§ MATERIAL SHOWN:
╭──
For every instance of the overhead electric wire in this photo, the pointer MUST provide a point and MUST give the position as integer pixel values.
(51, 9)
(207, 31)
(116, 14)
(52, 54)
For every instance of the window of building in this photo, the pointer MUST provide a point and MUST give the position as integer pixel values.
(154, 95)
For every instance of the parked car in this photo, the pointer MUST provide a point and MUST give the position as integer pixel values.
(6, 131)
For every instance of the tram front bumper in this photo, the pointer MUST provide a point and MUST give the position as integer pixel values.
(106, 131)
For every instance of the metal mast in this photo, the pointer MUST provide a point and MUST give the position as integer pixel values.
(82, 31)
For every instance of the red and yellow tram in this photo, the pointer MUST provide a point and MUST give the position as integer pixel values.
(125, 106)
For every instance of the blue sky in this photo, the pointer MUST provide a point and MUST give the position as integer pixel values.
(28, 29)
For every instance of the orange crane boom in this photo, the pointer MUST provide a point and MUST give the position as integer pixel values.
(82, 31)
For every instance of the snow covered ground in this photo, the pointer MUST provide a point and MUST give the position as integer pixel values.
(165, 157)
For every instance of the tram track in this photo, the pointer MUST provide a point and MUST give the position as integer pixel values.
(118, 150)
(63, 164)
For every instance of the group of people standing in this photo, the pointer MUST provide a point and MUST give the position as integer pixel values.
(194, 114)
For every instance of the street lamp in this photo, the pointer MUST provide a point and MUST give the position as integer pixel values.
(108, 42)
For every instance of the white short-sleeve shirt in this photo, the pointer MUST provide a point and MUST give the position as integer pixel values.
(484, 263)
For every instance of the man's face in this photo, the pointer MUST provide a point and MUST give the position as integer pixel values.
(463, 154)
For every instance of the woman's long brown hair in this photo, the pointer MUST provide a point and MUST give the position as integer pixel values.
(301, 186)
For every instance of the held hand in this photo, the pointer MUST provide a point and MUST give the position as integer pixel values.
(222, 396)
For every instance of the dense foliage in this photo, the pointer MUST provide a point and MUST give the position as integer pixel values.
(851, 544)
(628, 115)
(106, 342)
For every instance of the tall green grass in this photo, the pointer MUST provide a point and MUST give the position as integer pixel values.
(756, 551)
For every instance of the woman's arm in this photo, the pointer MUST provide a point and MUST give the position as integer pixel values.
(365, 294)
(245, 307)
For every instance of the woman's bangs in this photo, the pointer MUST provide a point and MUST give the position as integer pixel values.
╰──
§ REQUIRED TASK:
Each line from the one containing "For every instance of the man's" through the end of the entries, both included, is to be returned exactly, with no other lines.

§ COMPLETED TASK:
For every instance of the man's face in this photo, the pointer MUST provide a point and MUST give the position as integer pixel values.
(463, 154)
For every instance of the woman's long brown hair in this photo, the pointer MUST provide a point and MUST give the position as integer pixel values.
(301, 186)
For every instance of the held hand in this photo, the pointer MUST provide a point and MUST give the position as integer pixel values.
(222, 396)
For every instance of the dense foliage in this photo, the pointer MUST provide a point and MUST give the position as integer pixel values.
(851, 544)
(628, 115)
(106, 342)
For every instance of the tall green grass in this photo, the pointer MUST provide a point and MUST give the position as integer pixel values.
(756, 551)
For every instance of the woman's arm in this photo, the pointer MUST provide a point and MUST give the position as integer pixel values.
(365, 294)
(245, 307)
For every instance of the woman's bangs in this photo, the pointer MUST provide a point and MUST give the position as integer pixel values.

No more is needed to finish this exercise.